=== Extract provided ===
There may be other intelligent civilizations capable of communicating with us.
And impact on ourselves of contact with another intelligent civilization
is now being discussed by serious thinkers the world over.
It seems to me just perfectly natural that we would not be
the only manifestation of life in the cosmos.
Out there is a million other civilizations and they’re all a lot smarter than us.
We now know without a doubt that the possibilities for life are literally innumerable.
And we haven’t begun to look.
We have way more places still to go.
So we take very large telescopes and we point them at nearby stars or nearby galaxies
and look for that special kind of radio signal that we think is only produced by technology.
It’s time to commit to finding the answer to search for life beyond Earth.
We are alive.
We are intelligent.
We must know.
We are literally doing an experiment to find out what the answer is
rather than doing what we've done for millennia,
which is to ask the priests and the philosophers
what we should believe about life beyond Earth.
Dr. Jill Tarter is part of a movement known as SETI, the Search for Extraterrestrial Intelligence.
She’s dedicated her life to it.
She’s also the inspiration behind Jodie Foster’s character in the sci-fi movie “Contact”.
So if it’s just us, seems like an awful waste of space.
Today, SETI is a mission
involving scientists from around the world.
So what SETI searches look for is electromagnetic radiations
like radio light that is different
than radio signals that we get from natural objects
like stars and galaxies and quasars,
and consistent with the kind of light
or electromagnetic radiation that's produced by technology.
Andrew Siemion heads up a team at Berkeley University.
We’re up to 8.8 petabytes at Green Bank, right?
For 10 years they will be scanning the cosmos as part of a $100 million privately funded initiative.
Technological sources have a very interesting property,
which is that they can compress electromagnetic energy in time or in frequency.
So you can have a lot of energy, a lot of radio energy at just one place on the radio dial
and that's something that nature doesn't tend to do.
The team’s work is the most comprehensive search ever undertaken
in nearly six decades of SETI efforts.
And technological advances mean that the search is finally building momentum.
What we’ve done for a number of years, is to go to a large radio telescope,
presumably a national facility and rent time
or figure out a way to piggyback on other people's observations.
And so we wanted to get to a situation where we were doing SETI 24/7.
290 miles north-east of San Francisco is the Allen Telescope,
a cluster of small dishes dedicated in large part to SETI research.
The Allen Telescope Array is the first time we've ever built a large radio telescope
out of a lot of small dishes.
The joy of having small dishes is that they look at a large area on the sky all at once.
Ultimately, we’d like to have 350 of these six meter dishes here.
Right now we have 42.
Alongside more telescopes, more powerful computers offer a chance to expand the search.
The quantity of data produced is staggering.
With our next generation of radio telescopes
we’ll be ingesting as much data from just one telescope
as is coursing through the entire Internet at any given second.
So we collect a massive amount of data from the telescopes that we observe with
and some snippets of that data are actually brought back to our lab here at Berkeley.
=== Entries shown ===
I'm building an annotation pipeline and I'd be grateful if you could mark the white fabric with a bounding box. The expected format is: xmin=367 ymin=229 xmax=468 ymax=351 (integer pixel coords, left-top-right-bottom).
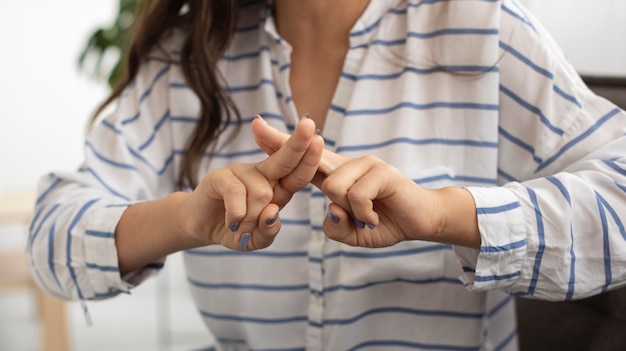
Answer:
xmin=28 ymin=0 xmax=626 ymax=350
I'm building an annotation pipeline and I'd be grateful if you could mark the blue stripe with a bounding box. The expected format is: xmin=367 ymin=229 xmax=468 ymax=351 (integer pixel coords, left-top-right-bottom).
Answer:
xmin=526 ymin=187 xmax=546 ymax=295
xmin=28 ymin=205 xmax=45 ymax=233
xmin=170 ymin=116 xmax=195 ymax=123
xmin=120 ymin=112 xmax=141 ymax=125
xmin=500 ymin=85 xmax=565 ymax=135
xmin=85 ymin=262 xmax=119 ymax=272
xmin=535 ymin=108 xmax=622 ymax=173
xmin=474 ymin=271 xmax=522 ymax=282
xmin=476 ymin=201 xmax=521 ymax=215
xmin=85 ymin=141 xmax=137 ymax=171
xmin=27 ymin=204 xmax=59 ymax=291
xmin=480 ymin=239 xmax=526 ymax=253
xmin=498 ymin=168 xmax=518 ymax=182
xmin=546 ymin=176 xmax=576 ymax=301
xmin=320 ymin=244 xmax=452 ymax=260
xmin=407 ymin=28 xmax=499 ymax=39
xmin=348 ymin=340 xmax=481 ymax=351
xmin=552 ymin=84 xmax=583 ymax=108
xmin=341 ymin=65 xmax=500 ymax=82
xmin=226 ymin=78 xmax=274 ymax=93
xmin=139 ymin=65 xmax=170 ymax=103
xmin=596 ymin=193 xmax=613 ymax=293
xmin=602 ymin=160 xmax=626 ymax=176
xmin=101 ymin=119 xmax=122 ymax=135
xmin=139 ymin=109 xmax=170 ymax=151
xmin=187 ymin=277 xmax=309 ymax=291
xmin=331 ymin=102 xmax=499 ymax=117
xmin=48 ymin=224 xmax=63 ymax=291
xmin=320 ymin=277 xmax=462 ymax=294
xmin=65 ymin=199 xmax=98 ymax=300
xmin=78 ymin=167 xmax=130 ymax=201
xmin=28 ymin=204 xmax=60 ymax=252
xmin=199 ymin=310 xmax=307 ymax=324
xmin=85 ymin=229 xmax=115 ymax=239
xmin=204 ymin=149 xmax=265 ymax=158
xmin=502 ymin=4 xmax=537 ymax=33
xmin=323 ymin=307 xmax=484 ymax=325
xmin=336 ymin=138 xmax=498 ymax=152
xmin=222 ymin=45 xmax=270 ymax=62
xmin=500 ymin=41 xmax=554 ymax=80
xmin=494 ymin=329 xmax=517 ymax=351
xmin=145 ymin=262 xmax=165 ymax=269
xmin=185 ymin=249 xmax=308 ymax=258
xmin=498 ymin=127 xmax=543 ymax=163
xmin=413 ymin=174 xmax=496 ymax=185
===
__What this task involves__.
Extend the passage on the search for extraterrestrial intelligence from the point where it stops. The records stand apart from the passage on the search for extraterrestrial intelligence.

__The reply__.
Like there is this like gradual rollout.
We have to look for the sorts of signals we are trying to find
and to do that we develop powerful algorithms,
including algorithms that use things like machine learning and artificial intelligence.
Scientists now know that most stars have planets.
Jill Tarter believes this radically increases the chances life is out there.
When I was a graduate student, we knew about nine planets, those in our solar system
but we didn’t know about planets around other stars, not at all.
Today we know that there are more planets out there than stars.
Every star has on average at least one planet and usually more.
So that is a huge game changer.
The universe seems a lot more potentially bio-friendly
and now lots of people are interested in the question of life beyond Earth.
There are more stars than grains of sand on all the beaches in the world.
If you look at one of these grains of sand and say that’s the sun and the third planet
around it is habitable
and you look at the beach,
I mean how could it happen in one grain of sand and not in others?
So we’re very optimistic about SETI,
it’s probably just a matter of us being able to recognize
what a very advanced civilization would look like.
Laurence Doyle was part of the NASA team that used the Kepler space telescope
to hunt for planets outside our solar system,
but now he is bringing the search back down to earth.
There are various kinds of intelligence, but the one that SETI is going to detect is going
to be communication intelligence.
All animals and even plants communicate.
It's just a matter of how complex is that communication.
I thought, "Well, why aren't we studying nonhuman communication on Earth?”
So as a proxy for an extraterrestrial signal, we proposed starting with bottlenose dolphins
and humpback whales and squirrel monkeys
to kind of design an intelligence filter for SETI so that we can recognize
the general rules of intelligence.
So we've devised various ways of looking at a signal, a message,
and analyzing how complex the relationships are between signals.
In human linguistics, the relationships are called syntax.
If you're missing a word, you can recover it.
If you're missing two words in a row, you can still recover.
Three, you can see it gets harder.
If you go up to nine, there's still a possibility you could fill in those words, but
there's very low connection.
If you're missing 10 words, you might as well just guess a word from the dictionary.
So we go up to ninth order entropy, that is, there are still connections nine words away
of grammar and syntax.
All animals, all people, all extraterrestrials, they have to follow these rules
if they're transmitting knowledge to each other.
And if and when we get a message, we can recognize the complexity of that communication system.
We can say ok, we go up to ninth order entropy, word entropy.
Squirrel monkeys probably go up to second order.
Humpback whales, we don't know yet.
We haven't got enough data.
Extraterrestrial signal comes in and they'd go up to 20th order entropy,
then we are gonna know that their communication system is to ours as ours is to squirrel monkeys.
We are connected to this huge cosmos and we want to know
what else might have evolved out there.
Were we to know for sure that the universe actually many many times has given rise to
some organism like us that thinks and asks questions about the universe itself,
I think it could very much change our perspective on science
and our perspective as humans.
And I think the ultimate outcome of that change in perspective could be truly amazing indeed.